WORK REQUEST: Restate all of the data precisely, omitting nothing.

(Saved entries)
__________
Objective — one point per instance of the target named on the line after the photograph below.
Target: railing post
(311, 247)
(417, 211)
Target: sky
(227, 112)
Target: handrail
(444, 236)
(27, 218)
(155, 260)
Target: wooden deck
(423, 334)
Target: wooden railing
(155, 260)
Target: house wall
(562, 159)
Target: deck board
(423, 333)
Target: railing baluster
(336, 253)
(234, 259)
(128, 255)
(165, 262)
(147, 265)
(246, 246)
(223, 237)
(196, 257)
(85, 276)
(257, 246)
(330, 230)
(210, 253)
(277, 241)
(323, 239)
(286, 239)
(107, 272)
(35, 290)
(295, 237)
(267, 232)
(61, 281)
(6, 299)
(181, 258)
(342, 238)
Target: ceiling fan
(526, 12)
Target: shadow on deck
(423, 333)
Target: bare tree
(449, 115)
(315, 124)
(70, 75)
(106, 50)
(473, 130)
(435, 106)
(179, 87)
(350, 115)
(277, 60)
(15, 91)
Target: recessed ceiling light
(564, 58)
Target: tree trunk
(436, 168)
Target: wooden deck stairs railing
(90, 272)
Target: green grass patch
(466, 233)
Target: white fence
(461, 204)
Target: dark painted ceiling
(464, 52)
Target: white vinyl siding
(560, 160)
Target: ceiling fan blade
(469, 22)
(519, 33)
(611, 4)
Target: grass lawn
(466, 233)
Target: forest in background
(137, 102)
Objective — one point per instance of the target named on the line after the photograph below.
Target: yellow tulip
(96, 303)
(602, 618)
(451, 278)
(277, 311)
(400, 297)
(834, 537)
__________
RESPONSE FOR THIS EXERCISE:
Objective — one point per instance of the target named on the line after the photograph below.
Target: railing post
(311, 247)
(417, 211)
Target: sky
(227, 112)
Target: handrail
(444, 236)
(27, 218)
(155, 260)
Target: wooden deck
(423, 334)
Target: wooden railing
(155, 260)
Target: house wall
(562, 159)
Target: deck board
(423, 333)
Target: railing baluster
(336, 253)
(234, 259)
(128, 255)
(165, 262)
(147, 265)
(246, 246)
(223, 237)
(196, 257)
(85, 276)
(257, 246)
(330, 230)
(210, 253)
(277, 241)
(323, 239)
(286, 239)
(107, 272)
(35, 290)
(295, 237)
(267, 232)
(61, 281)
(6, 299)
(181, 258)
(342, 238)
Target: ceiling fan
(526, 12)
Target: shadow on deck
(423, 333)
Target: bare tree
(449, 115)
(315, 124)
(70, 75)
(106, 50)
(473, 130)
(435, 106)
(179, 87)
(350, 115)
(277, 60)
(15, 91)
Target: recessed ceiling light
(564, 58)
Target: tree trunk
(436, 168)
Target: wooden deck stairs railing
(90, 272)
Target: green grass patch
(466, 233)
Target: white fence
(461, 204)
Target: dark painted ceiling
(464, 52)
Target: white vinyl siding
(560, 160)
Target: ceiling fan blade
(469, 22)
(519, 33)
(611, 4)
Target: grass lawn
(466, 233)
Target: forest in background
(137, 102)
Objective — one point per instance of the target named on the line after the photograph below.
Target: yellow tulip
(96, 303)
(602, 618)
(451, 278)
(277, 311)
(400, 297)
(834, 537)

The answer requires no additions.